THE PROBLEM - Rewrite every line of the entries, starting at the line containing "of the eyeglasses." and running through the end of the entries, both ends included. Shift each x and y coordinate in the answers by -19, and leave every other line unchanged.

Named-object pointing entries
╔══

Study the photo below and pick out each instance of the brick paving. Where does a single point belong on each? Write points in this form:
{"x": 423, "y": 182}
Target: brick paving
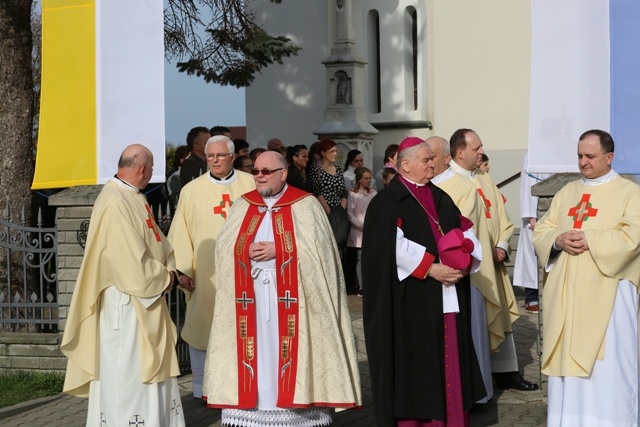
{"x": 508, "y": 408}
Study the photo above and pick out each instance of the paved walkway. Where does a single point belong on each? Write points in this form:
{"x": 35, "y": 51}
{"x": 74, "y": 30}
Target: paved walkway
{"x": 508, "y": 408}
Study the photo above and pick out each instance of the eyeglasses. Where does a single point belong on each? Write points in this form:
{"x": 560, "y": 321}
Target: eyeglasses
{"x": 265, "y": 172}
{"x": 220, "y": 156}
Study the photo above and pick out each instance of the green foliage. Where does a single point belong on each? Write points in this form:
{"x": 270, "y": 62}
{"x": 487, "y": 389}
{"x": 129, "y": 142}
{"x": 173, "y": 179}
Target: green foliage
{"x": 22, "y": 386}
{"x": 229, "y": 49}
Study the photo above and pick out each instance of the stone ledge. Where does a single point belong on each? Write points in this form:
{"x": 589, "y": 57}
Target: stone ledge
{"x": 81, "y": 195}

╚══

ANSWER -
Study the photo above and pick out each instance of the eyeglasses. Where does a single point belong on each? Write points in this form:
{"x": 560, "y": 321}
Target: eyeglasses
{"x": 246, "y": 153}
{"x": 201, "y": 137}
Study the photo above and pick out each instance of the green foliage. Where does a single point belong on each? Write points in this form:
{"x": 270, "y": 62}
{"x": 487, "y": 389}
{"x": 129, "y": 142}
{"x": 173, "y": 179}
Target: green foliage
{"x": 3, "y": 367}
{"x": 210, "y": 30}
Study the photo above and pick out each instance of the stone ledge. Where does a single point belong on each? Write points in this form:
{"x": 589, "y": 57}
Target: stone ledge
{"x": 62, "y": 176}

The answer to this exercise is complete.